→ QUOTED PASSAGE:
Uneven Soybean Emergence May Call for Some Growers to Replant


COLUMBUS, Ohio – Cool, wet, muddy conditions in May slowed planting and crop growth for soybeans in much of Ohio, while hot, dry soil conditions this month have contributed to uneven soybean emergence, said a field crops expert with Ohio State University’s College of Food, Agricultural, and Environmental Sciences.

But, unless growers with uneven soybean emergence are able to determine that their seedlings are dead, they may want to hold off on replanting decisions as forecasted weekend rainfall could help more soybeans begin to break through, said Laura Lindsey, a soybean and small grains specialist with the college’s outreach arm, Ohio State University Extension.

“When considering replanting soybeans, make sure to take into account the existing stand, yield loss due to late planting, and the cost of additional seed,” Lindsey said. “Soybean yield is decreased by approximately half a bushel per acre every day when planting later than mid-May.”

Statewide, soybeans are 89 percent planted and 58 percent emerged, according to the June 3 U.S. Department of Agriculture crop progress report. That compares to soybeans at 98 percent planted at the same time last year, with 78 percent emerged during that same period, the USDA said.

Topsoil moisture is 78 percent adequate to surplus in Ohio, with subsoil moisture at 89 percent adequate to surplus statewide, USDA said.

“While soil moisture remains in good condition, there were reports that crops still need more rainfall,” the report said. “There were also several reports of a frost in eastern parts of the state that damaged corn, soybeans and vegetables.

→ EXCERPTED DATA:
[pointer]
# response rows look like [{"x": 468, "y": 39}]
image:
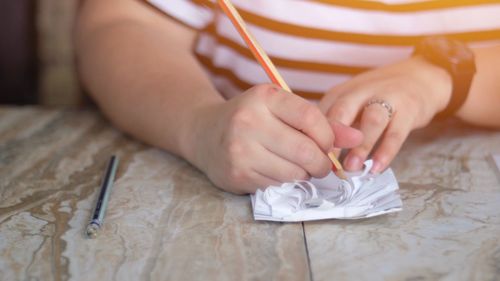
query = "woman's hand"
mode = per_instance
[
  {"x": 414, "y": 90},
  {"x": 264, "y": 136}
]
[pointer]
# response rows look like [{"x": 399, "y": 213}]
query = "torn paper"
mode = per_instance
[{"x": 363, "y": 195}]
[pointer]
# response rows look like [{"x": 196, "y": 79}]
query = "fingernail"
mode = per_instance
[
  {"x": 376, "y": 167},
  {"x": 353, "y": 163}
]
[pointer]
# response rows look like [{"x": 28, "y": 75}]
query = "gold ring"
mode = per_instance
[{"x": 383, "y": 103}]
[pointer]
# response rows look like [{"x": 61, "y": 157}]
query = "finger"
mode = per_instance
[
  {"x": 345, "y": 136},
  {"x": 293, "y": 146},
  {"x": 305, "y": 117},
  {"x": 275, "y": 167},
  {"x": 394, "y": 137},
  {"x": 331, "y": 96},
  {"x": 374, "y": 121},
  {"x": 345, "y": 110}
]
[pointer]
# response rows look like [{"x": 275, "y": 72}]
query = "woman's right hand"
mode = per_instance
[{"x": 264, "y": 136}]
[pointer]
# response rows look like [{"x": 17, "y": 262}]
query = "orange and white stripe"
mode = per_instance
[{"x": 317, "y": 44}]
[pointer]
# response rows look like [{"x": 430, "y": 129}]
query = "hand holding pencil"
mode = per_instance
[
  {"x": 265, "y": 62},
  {"x": 264, "y": 136}
]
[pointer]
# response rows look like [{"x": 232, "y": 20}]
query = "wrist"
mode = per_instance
[
  {"x": 195, "y": 132},
  {"x": 437, "y": 79}
]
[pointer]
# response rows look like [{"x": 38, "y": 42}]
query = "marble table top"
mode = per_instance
[{"x": 166, "y": 221}]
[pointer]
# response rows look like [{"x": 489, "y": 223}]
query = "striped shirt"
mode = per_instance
[{"x": 317, "y": 44}]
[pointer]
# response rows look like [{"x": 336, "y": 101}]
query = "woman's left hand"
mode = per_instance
[{"x": 386, "y": 104}]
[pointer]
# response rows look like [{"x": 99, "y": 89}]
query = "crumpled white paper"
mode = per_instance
[{"x": 363, "y": 195}]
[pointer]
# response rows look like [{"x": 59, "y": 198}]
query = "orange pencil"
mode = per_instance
[{"x": 265, "y": 62}]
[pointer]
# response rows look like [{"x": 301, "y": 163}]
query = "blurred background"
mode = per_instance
[{"x": 36, "y": 53}]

→ EXERCISES TO COMPLETE:
A: In the soybean article, how much does soybean yield drop for each day of planting later than mid-May?
B: Repeat everything in the soybean article from "Uneven Soybean Emergence May" down to "State University Extension.", word for word.

→ ANSWERS TO EACH TASK:
A: About half a bushel per acre.

B:
Uneven Soybean Emergence May Call for Some Growers to Replant


COLUMBUS, Ohio – Cool, wet, muddy conditions in May slowed planting and crop growth for soybeans in much of Ohio, while hot, dry soil conditions this month have contributed to uneven soybean emergence, said a field crops expert with Ohio State University’s College of Food, Agricultural, and Environmental Sciences.

But, unless growers with uneven soybean emergence are able to determine that their seedlings are dead, they may want to hold off on replanting decisions as forecasted weekend rainfall could help more soybeans begin to break through, said Laura Lindsey, a soybean and small grains specialist with the college’s outreach arm, Ohio State University Extension.